# Coordinate annotation entries
+---+

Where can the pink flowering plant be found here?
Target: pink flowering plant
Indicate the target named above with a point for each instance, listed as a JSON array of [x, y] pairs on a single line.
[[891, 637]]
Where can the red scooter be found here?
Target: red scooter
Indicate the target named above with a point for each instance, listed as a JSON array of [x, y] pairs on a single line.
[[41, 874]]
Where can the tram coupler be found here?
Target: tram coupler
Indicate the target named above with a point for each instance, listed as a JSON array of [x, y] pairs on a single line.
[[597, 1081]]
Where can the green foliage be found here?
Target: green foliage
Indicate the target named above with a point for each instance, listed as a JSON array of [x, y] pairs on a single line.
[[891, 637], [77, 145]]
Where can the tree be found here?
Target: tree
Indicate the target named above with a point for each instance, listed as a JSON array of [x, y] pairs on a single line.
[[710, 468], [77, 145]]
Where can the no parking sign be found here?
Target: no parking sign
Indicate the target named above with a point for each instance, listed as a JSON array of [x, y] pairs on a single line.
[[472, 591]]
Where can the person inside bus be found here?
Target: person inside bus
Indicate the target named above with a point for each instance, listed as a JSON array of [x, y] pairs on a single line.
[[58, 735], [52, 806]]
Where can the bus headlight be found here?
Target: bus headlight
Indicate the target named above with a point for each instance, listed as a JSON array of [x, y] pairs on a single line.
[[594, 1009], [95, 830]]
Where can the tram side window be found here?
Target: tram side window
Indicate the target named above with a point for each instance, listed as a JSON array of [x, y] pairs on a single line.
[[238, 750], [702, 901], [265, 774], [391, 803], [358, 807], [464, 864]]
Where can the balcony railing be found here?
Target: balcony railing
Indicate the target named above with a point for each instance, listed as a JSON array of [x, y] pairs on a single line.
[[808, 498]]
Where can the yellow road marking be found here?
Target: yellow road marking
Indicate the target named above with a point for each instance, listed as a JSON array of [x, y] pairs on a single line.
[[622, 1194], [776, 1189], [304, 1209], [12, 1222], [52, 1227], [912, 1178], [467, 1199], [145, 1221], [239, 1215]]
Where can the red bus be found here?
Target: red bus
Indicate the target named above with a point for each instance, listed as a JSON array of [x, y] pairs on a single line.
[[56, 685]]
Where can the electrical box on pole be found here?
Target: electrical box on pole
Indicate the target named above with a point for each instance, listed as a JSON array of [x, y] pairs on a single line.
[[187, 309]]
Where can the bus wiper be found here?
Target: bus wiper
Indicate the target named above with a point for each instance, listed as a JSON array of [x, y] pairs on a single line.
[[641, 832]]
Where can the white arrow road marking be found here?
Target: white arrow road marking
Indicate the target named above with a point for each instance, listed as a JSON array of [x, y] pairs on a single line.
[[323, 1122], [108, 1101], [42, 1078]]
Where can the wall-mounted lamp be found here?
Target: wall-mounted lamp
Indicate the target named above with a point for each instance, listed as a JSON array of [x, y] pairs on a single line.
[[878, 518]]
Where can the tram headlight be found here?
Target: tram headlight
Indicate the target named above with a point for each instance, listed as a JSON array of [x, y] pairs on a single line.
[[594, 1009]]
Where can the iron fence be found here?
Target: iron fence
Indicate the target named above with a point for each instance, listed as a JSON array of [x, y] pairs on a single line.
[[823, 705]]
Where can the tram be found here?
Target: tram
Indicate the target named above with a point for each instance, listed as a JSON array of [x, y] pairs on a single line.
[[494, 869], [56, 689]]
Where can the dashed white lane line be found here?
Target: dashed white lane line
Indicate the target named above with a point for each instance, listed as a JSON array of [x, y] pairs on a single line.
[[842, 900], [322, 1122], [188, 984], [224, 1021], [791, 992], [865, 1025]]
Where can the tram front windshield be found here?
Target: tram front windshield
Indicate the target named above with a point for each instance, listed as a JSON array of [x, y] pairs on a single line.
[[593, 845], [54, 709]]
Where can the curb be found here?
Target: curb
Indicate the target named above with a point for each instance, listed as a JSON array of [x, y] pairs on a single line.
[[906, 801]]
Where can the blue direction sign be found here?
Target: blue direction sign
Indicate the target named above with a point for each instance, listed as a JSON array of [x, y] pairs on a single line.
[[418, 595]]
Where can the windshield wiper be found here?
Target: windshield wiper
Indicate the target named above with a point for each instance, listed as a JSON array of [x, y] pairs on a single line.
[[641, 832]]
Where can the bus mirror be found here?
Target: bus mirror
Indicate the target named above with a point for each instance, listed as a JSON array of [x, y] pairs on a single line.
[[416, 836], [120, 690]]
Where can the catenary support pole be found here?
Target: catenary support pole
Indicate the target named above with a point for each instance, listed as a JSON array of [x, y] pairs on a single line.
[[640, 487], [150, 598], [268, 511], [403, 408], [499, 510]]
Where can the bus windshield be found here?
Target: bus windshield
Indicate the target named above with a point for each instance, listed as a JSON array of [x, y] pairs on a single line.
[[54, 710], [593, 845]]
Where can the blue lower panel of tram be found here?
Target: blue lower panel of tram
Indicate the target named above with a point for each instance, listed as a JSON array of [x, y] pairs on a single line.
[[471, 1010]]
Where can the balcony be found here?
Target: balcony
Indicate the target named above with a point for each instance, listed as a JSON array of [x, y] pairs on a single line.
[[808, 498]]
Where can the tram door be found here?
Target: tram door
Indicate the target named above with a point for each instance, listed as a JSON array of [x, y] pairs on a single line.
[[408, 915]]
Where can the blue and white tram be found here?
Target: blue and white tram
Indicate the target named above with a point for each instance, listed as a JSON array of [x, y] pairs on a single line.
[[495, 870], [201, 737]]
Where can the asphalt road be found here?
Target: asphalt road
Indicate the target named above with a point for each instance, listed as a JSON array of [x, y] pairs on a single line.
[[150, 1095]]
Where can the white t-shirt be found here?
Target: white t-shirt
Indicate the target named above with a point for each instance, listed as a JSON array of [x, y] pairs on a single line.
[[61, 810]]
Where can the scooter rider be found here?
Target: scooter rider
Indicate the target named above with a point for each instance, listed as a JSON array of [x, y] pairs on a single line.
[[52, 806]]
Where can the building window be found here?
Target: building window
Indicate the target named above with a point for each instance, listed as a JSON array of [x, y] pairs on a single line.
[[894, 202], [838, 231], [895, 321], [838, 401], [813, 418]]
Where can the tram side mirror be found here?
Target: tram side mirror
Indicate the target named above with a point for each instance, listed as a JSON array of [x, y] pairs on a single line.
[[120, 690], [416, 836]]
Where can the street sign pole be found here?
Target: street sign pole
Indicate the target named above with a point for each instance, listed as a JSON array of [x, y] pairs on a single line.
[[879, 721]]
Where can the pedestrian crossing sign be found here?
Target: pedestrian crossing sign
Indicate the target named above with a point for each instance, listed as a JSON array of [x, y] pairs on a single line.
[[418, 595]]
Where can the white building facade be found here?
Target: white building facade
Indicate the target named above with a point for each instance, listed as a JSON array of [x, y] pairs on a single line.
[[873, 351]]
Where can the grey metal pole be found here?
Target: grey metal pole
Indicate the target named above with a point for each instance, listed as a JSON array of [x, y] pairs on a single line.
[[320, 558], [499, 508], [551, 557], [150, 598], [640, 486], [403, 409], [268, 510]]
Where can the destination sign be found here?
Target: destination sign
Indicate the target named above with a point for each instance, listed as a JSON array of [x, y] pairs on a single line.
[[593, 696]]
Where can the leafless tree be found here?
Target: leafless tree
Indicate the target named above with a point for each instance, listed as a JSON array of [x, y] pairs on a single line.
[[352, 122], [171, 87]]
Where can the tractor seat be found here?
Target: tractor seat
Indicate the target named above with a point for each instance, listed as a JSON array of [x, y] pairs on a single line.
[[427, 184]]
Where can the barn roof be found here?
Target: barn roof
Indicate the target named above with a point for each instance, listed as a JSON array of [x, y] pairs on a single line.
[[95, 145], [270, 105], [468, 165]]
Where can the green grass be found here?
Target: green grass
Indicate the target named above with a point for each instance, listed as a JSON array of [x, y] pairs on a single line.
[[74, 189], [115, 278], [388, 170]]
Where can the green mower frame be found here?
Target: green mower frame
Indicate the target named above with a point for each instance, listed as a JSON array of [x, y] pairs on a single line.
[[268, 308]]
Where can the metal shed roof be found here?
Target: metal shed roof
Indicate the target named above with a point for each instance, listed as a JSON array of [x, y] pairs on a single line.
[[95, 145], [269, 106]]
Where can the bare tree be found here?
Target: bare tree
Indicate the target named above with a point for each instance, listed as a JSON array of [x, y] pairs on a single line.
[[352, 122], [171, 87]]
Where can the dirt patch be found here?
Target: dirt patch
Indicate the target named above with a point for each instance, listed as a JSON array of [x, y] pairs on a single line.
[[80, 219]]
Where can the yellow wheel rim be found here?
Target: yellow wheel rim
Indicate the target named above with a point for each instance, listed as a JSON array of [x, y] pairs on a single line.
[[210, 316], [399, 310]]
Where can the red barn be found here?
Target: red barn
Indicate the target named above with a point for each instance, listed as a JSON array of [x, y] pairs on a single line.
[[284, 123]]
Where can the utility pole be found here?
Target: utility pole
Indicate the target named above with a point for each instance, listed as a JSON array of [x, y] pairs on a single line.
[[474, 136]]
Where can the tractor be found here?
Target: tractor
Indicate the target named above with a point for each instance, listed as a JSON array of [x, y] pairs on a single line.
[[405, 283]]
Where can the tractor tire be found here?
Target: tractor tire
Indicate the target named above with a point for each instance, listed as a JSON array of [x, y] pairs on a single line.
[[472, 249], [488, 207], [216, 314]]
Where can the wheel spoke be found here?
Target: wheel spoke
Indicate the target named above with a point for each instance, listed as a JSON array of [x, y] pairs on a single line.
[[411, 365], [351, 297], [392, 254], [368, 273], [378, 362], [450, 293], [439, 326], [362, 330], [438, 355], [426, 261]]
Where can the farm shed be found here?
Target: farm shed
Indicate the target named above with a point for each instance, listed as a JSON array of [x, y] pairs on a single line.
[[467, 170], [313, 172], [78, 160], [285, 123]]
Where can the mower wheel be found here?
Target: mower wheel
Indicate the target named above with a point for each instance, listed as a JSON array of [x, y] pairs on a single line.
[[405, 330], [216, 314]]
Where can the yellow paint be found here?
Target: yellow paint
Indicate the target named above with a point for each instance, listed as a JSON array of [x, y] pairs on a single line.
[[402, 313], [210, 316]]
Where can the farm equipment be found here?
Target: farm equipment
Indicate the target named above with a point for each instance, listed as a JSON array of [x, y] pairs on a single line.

+---+

Copy word for word the lines of the entries above between the line containing "Where can the leafless tree be found here?" and the line containing "[[427, 184]]", inclusive.

Where can the leafless tree be found here?
Target: leafless tree
Indicate the target named above with a point for each instance, listed as a JSON array of [x, y] pairs on a single line.
[[352, 122], [171, 87]]
Where can the tractor seat be found here?
Target: tractor seat
Indicate the target named above with a point for each instance, listed as a JSON array of [x, y] pairs on a single line.
[[427, 184]]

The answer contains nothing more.